Un Tombeau pour Boris Davidovitch est un recueil de sept nouvelles.
Danilo Kis insiste, cependant, discrètement sur la nécessité de chercher l'unité du livre. La couverture indique que nous avons affaire à « sept chapitres d'une même histoire » et à un « roman ».
En un sens technique, le livre n'est donc pas si éloigné de
Sablier, lui aussi constitué d'un ensemble de textes dont le lecteur doit reconstituer l'unité. le sous-titre « sept chapitres » suggère néanmoins une idée d'incomplétude.
Par rapport à un recueil de nouvelles plus classique comme Encyclopédie des morts (sous-titré « nouvelles » et non « roman »), l'unité thématique d'
Un Tombeau pour Boris Davidovitch est évidente : cinq des sept nouvelles parlent de personnes qui passent par les camps de la Sibérie Les anecdotes à l'origine de ces nouvelles sont, semble-t-il, toutes tirées de
7000 jours en Sibérie de
Karlo Stajner (à qui la nouvelle centrale du roman est dédiée). le septième et dernier récit n'a pas de source documentaire, mais se déroule dans le même contexte : il s'agit de la biographie d'un poète qui n'est pas déporté, mais redoute de l'être à un certain moment de sa carrière.
──────────────────────────────
◆ CONSIGNES ◆
1. D'après le document source, pourquoi le livre n'est-il pas si éloigné de Sablier sur le plan technique ?
2. Selon le document source, à qui la nouvelle centrale du roman est-elle dédiée ?
La liste n'a aucun rôle dans cet exercice.

◆ CONTENU DES DONNÉES ◆
──────────────────────────────
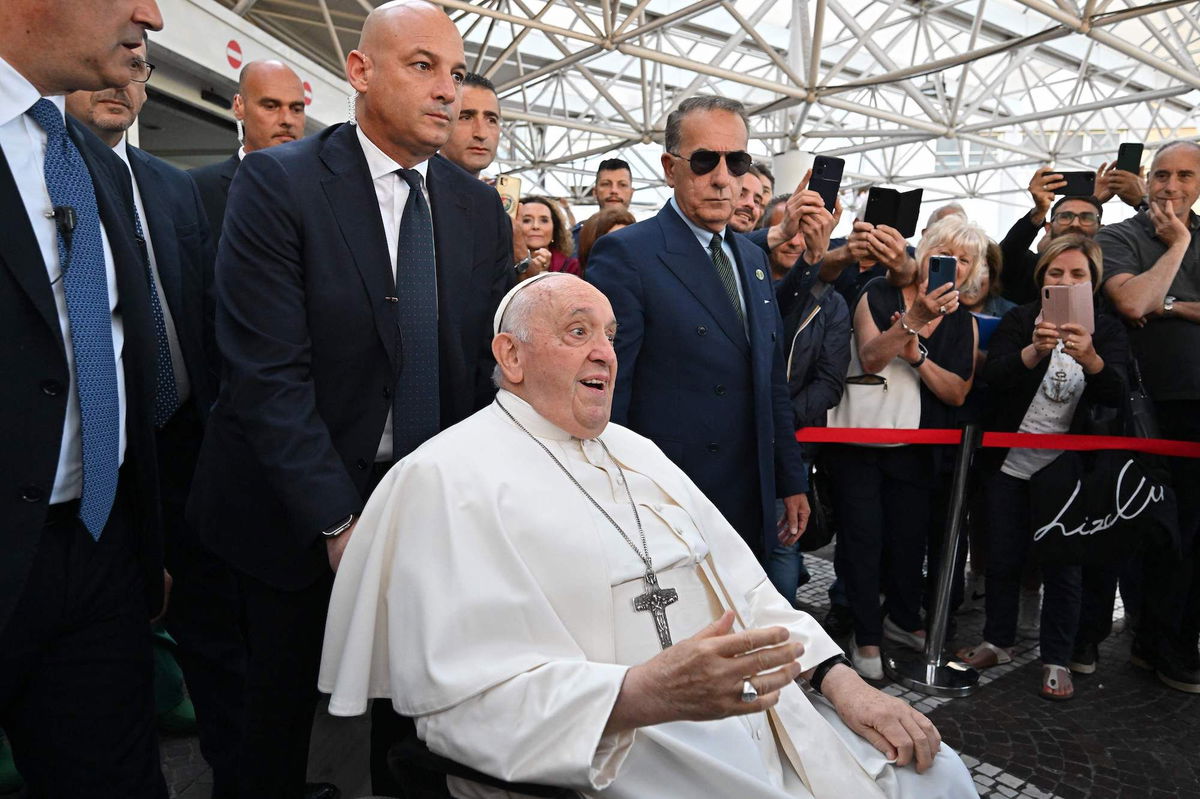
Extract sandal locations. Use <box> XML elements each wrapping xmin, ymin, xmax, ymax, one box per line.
<box><xmin>1039</xmin><ymin>663</ymin><xmax>1075</xmax><ymax>702</ymax></box>
<box><xmin>954</xmin><ymin>641</ymin><xmax>1013</xmax><ymax>668</ymax></box>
──────────────────────────────
◆ RÉPONSES ◆
1. La couverture présente le livre comme « sept chapitres d'une même histoire » et comme un « roman ». Comme Sablier, il est donc constitué d'un ensemble de textes dont le lecteur doit reconstituer l'unité.

2. À Karlo Stajner.